##### INFORMATION SHOWN #####
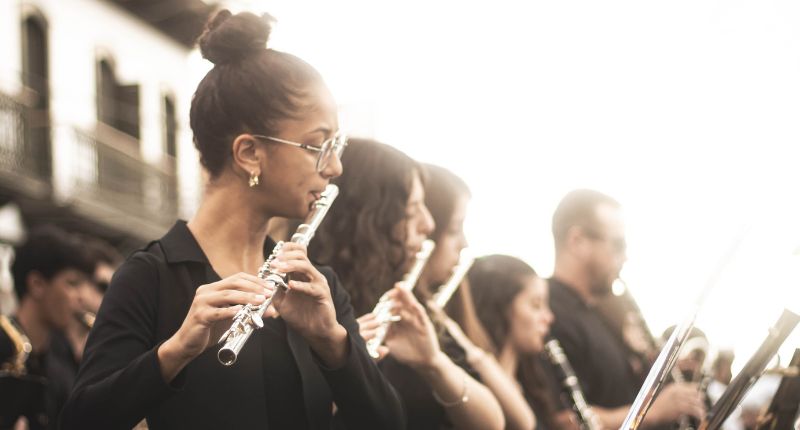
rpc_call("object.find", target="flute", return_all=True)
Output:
[217,184,339,366]
[367,239,436,358]
[544,339,603,430]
#####
Output every line of the records above as a numbered list, skipping blank lines and leaving out the pictures.

1. rpc_call("object.find", target="flute", return_all=True)
2. Output:
3. [217,184,339,366]
4. [367,239,436,358]
5. [544,339,603,430]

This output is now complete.